Information:
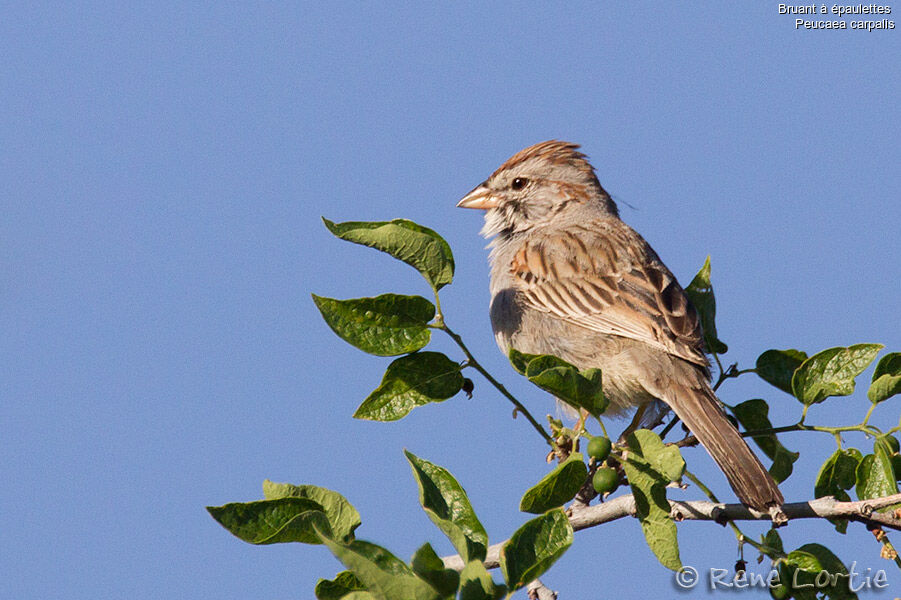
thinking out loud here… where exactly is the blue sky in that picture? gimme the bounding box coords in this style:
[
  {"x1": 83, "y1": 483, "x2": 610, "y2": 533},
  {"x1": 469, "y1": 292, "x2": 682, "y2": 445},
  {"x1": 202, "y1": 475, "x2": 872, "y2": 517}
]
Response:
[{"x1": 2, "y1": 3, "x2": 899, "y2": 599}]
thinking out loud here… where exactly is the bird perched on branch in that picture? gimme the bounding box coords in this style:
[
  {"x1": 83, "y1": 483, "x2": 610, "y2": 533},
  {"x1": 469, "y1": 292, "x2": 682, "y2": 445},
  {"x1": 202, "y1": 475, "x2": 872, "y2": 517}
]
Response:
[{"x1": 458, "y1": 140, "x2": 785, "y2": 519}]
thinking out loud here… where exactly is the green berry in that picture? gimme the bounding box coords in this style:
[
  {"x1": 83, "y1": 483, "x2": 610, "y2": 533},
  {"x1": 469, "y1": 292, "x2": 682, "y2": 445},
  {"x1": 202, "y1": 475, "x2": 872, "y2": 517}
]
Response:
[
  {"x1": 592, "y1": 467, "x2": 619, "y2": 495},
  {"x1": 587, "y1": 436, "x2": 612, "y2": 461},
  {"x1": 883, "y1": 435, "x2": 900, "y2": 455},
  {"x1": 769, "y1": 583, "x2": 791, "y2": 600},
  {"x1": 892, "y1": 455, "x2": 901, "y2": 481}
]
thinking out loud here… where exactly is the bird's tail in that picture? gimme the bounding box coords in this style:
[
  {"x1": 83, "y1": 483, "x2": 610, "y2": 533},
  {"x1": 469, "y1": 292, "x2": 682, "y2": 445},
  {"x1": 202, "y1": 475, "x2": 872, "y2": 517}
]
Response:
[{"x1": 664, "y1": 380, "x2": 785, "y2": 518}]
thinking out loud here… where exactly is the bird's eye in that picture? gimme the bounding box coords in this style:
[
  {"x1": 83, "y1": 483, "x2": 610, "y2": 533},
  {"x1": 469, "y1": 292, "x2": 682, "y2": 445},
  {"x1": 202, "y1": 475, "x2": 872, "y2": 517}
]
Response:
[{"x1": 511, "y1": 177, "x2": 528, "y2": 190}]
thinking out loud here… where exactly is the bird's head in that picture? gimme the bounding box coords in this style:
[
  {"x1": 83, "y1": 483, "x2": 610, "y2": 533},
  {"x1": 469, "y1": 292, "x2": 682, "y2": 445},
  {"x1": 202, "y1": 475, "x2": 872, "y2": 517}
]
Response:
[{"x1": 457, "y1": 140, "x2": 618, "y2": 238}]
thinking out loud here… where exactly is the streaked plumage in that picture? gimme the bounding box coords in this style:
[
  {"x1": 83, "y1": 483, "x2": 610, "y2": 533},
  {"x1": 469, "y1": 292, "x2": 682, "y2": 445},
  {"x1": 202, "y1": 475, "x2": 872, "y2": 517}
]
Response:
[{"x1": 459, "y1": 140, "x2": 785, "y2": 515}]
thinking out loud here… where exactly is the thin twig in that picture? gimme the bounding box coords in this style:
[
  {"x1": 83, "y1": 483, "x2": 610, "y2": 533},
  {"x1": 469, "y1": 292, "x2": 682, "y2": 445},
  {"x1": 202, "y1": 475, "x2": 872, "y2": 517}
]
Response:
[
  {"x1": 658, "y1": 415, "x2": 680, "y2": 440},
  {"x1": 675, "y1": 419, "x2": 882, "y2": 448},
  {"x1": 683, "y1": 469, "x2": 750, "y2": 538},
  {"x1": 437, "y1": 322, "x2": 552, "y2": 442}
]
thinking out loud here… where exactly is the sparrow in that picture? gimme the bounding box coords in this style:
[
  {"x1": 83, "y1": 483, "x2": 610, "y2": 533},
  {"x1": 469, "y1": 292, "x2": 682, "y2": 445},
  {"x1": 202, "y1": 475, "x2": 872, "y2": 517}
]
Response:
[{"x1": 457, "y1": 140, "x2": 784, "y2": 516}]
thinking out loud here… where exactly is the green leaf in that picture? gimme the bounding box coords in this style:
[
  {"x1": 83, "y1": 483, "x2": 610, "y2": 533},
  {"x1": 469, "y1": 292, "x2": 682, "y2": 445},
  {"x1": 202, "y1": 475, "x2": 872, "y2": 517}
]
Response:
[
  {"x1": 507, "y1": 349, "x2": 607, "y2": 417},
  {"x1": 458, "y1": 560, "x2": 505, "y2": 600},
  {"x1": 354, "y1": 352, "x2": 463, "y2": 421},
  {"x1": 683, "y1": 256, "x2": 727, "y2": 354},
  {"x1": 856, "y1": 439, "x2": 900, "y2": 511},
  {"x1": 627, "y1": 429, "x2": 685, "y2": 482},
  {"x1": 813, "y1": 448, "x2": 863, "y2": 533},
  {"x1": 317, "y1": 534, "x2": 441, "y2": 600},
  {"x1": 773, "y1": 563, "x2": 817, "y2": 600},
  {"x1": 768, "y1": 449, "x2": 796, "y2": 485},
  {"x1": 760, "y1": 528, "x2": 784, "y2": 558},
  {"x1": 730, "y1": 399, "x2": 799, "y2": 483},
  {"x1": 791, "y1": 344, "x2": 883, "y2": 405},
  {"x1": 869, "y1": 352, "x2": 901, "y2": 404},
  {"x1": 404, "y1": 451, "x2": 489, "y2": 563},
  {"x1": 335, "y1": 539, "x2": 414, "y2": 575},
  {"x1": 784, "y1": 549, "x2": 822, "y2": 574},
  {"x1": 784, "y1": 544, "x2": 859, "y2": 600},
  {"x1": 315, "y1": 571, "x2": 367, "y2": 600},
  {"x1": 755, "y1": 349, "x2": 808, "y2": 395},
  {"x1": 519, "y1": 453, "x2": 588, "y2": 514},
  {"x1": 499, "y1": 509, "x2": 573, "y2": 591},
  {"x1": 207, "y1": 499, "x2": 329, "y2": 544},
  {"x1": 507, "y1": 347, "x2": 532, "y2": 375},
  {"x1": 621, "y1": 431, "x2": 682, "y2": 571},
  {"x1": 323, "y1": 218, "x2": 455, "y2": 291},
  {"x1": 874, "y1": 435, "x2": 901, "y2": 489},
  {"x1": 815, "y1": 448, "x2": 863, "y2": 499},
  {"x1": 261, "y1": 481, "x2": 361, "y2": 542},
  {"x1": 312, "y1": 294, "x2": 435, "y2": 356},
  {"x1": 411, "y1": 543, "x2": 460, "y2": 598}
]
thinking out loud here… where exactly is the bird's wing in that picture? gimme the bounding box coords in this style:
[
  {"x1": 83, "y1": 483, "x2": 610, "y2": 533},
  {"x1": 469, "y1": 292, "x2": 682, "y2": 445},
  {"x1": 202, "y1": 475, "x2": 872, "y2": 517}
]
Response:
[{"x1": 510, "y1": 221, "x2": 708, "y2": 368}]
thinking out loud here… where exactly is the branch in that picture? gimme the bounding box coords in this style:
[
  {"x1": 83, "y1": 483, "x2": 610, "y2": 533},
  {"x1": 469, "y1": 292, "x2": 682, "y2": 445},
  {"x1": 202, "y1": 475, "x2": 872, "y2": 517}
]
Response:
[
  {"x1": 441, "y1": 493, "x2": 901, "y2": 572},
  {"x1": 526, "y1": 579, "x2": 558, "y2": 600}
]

The problem: From the first record above to the last, output each one exactly and omit the pictures.

Answer box:
thinking out loud here… where exactly is the blue sky in that picture? gimme the bounding box coords in this style:
[
  {"x1": 83, "y1": 483, "x2": 610, "y2": 533},
  {"x1": 469, "y1": 292, "x2": 682, "y2": 445},
  {"x1": 202, "y1": 475, "x2": 872, "y2": 517}
]
Response:
[{"x1": 2, "y1": 3, "x2": 899, "y2": 599}]
thinking out loud here… where exactly is the bird perched on branch in that picture? gimme the bounding box coords in this style:
[
  {"x1": 83, "y1": 483, "x2": 610, "y2": 533},
  {"x1": 469, "y1": 292, "x2": 682, "y2": 445},
  {"x1": 202, "y1": 475, "x2": 872, "y2": 517}
]
Response:
[{"x1": 458, "y1": 140, "x2": 785, "y2": 519}]
thinking out loud here… where exactly is the green berry in that picture? gimme the bounding box coords in this style:
[
  {"x1": 83, "y1": 483, "x2": 610, "y2": 533},
  {"x1": 469, "y1": 292, "x2": 682, "y2": 445},
  {"x1": 202, "y1": 475, "x2": 872, "y2": 517}
]
Response:
[
  {"x1": 592, "y1": 467, "x2": 619, "y2": 495},
  {"x1": 587, "y1": 436, "x2": 612, "y2": 461},
  {"x1": 883, "y1": 435, "x2": 900, "y2": 455},
  {"x1": 769, "y1": 583, "x2": 791, "y2": 600},
  {"x1": 892, "y1": 455, "x2": 901, "y2": 481}
]
thinking out loud here… where exactly is the bird's tail in that picture? gimme the bounding box coords in this style:
[
  {"x1": 83, "y1": 483, "x2": 610, "y2": 533},
  {"x1": 469, "y1": 292, "x2": 682, "y2": 445},
  {"x1": 202, "y1": 475, "x2": 872, "y2": 517}
]
Response:
[{"x1": 664, "y1": 380, "x2": 785, "y2": 518}]
thinking out loud here… where exactly is the bird's eye in that picture? gimme the bounding box coords in this style:
[
  {"x1": 83, "y1": 483, "x2": 610, "y2": 533},
  {"x1": 469, "y1": 292, "x2": 682, "y2": 445},
  {"x1": 202, "y1": 475, "x2": 872, "y2": 517}
]
Response:
[{"x1": 511, "y1": 177, "x2": 528, "y2": 190}]
thinking out loud here… where exactly is the bird's head in that picture? gimme the bounding box coords in this style:
[
  {"x1": 83, "y1": 483, "x2": 610, "y2": 533},
  {"x1": 469, "y1": 292, "x2": 682, "y2": 445},
  {"x1": 202, "y1": 475, "x2": 872, "y2": 517}
]
Response:
[{"x1": 457, "y1": 140, "x2": 618, "y2": 238}]
thinking out loud here… where exactly is the streaked plumage in that picture? gimme the bounding box coords in this style:
[
  {"x1": 83, "y1": 483, "x2": 610, "y2": 533},
  {"x1": 469, "y1": 292, "x2": 682, "y2": 445},
  {"x1": 202, "y1": 475, "x2": 872, "y2": 517}
]
Response:
[{"x1": 459, "y1": 140, "x2": 785, "y2": 515}]
thinking out loud here… where exactly is the thin twig in that picture? gimme the bounding box coords in this style:
[
  {"x1": 83, "y1": 483, "x2": 610, "y2": 533},
  {"x1": 469, "y1": 292, "x2": 682, "y2": 445},
  {"x1": 202, "y1": 475, "x2": 872, "y2": 517}
]
Response:
[
  {"x1": 658, "y1": 415, "x2": 680, "y2": 440},
  {"x1": 675, "y1": 419, "x2": 882, "y2": 448},
  {"x1": 683, "y1": 469, "x2": 750, "y2": 538},
  {"x1": 437, "y1": 322, "x2": 552, "y2": 442}
]
thinking out loud here… where exactly is the sparrow in that picture? gimme the bounding box coords in this style:
[
  {"x1": 83, "y1": 483, "x2": 610, "y2": 533},
  {"x1": 469, "y1": 292, "x2": 682, "y2": 445},
  {"x1": 202, "y1": 475, "x2": 872, "y2": 517}
]
Response:
[{"x1": 457, "y1": 140, "x2": 784, "y2": 516}]
thinking out loud here… where exactly is the green leaf in that picture? gimme the bounding box coords in this style:
[
  {"x1": 83, "y1": 483, "x2": 610, "y2": 533},
  {"x1": 469, "y1": 292, "x2": 682, "y2": 445},
  {"x1": 202, "y1": 475, "x2": 872, "y2": 517}
]
Response:
[
  {"x1": 507, "y1": 349, "x2": 607, "y2": 417},
  {"x1": 458, "y1": 560, "x2": 505, "y2": 600},
  {"x1": 354, "y1": 352, "x2": 463, "y2": 421},
  {"x1": 683, "y1": 256, "x2": 727, "y2": 354},
  {"x1": 856, "y1": 439, "x2": 900, "y2": 511},
  {"x1": 627, "y1": 429, "x2": 685, "y2": 482},
  {"x1": 813, "y1": 448, "x2": 863, "y2": 533},
  {"x1": 317, "y1": 534, "x2": 441, "y2": 600},
  {"x1": 773, "y1": 563, "x2": 817, "y2": 600},
  {"x1": 768, "y1": 449, "x2": 796, "y2": 485},
  {"x1": 760, "y1": 528, "x2": 784, "y2": 558},
  {"x1": 730, "y1": 399, "x2": 799, "y2": 483},
  {"x1": 791, "y1": 344, "x2": 883, "y2": 405},
  {"x1": 869, "y1": 352, "x2": 901, "y2": 404},
  {"x1": 404, "y1": 451, "x2": 489, "y2": 563},
  {"x1": 335, "y1": 539, "x2": 414, "y2": 575},
  {"x1": 784, "y1": 549, "x2": 822, "y2": 574},
  {"x1": 784, "y1": 544, "x2": 859, "y2": 600},
  {"x1": 315, "y1": 571, "x2": 367, "y2": 600},
  {"x1": 755, "y1": 349, "x2": 808, "y2": 395},
  {"x1": 519, "y1": 453, "x2": 588, "y2": 514},
  {"x1": 499, "y1": 509, "x2": 573, "y2": 591},
  {"x1": 207, "y1": 499, "x2": 329, "y2": 544},
  {"x1": 507, "y1": 347, "x2": 532, "y2": 375},
  {"x1": 621, "y1": 431, "x2": 682, "y2": 571},
  {"x1": 323, "y1": 218, "x2": 455, "y2": 291},
  {"x1": 874, "y1": 435, "x2": 901, "y2": 489},
  {"x1": 815, "y1": 448, "x2": 863, "y2": 499},
  {"x1": 261, "y1": 481, "x2": 361, "y2": 542},
  {"x1": 312, "y1": 294, "x2": 435, "y2": 356},
  {"x1": 411, "y1": 543, "x2": 460, "y2": 598}
]
thinking out loud here… where exactly is the bird's wing in that picture? gimme the bounding box coords in this style:
[
  {"x1": 83, "y1": 483, "x2": 610, "y2": 533},
  {"x1": 469, "y1": 292, "x2": 682, "y2": 445},
  {"x1": 202, "y1": 475, "x2": 872, "y2": 517}
]
Response:
[{"x1": 510, "y1": 221, "x2": 708, "y2": 368}]
thinking out loud here… where exactly is the branch in that picture? gimme the bounding box coords in this style:
[
  {"x1": 83, "y1": 483, "x2": 610, "y2": 533},
  {"x1": 469, "y1": 292, "x2": 682, "y2": 445},
  {"x1": 202, "y1": 475, "x2": 872, "y2": 517}
]
Response:
[
  {"x1": 441, "y1": 493, "x2": 901, "y2": 572},
  {"x1": 526, "y1": 579, "x2": 558, "y2": 600}
]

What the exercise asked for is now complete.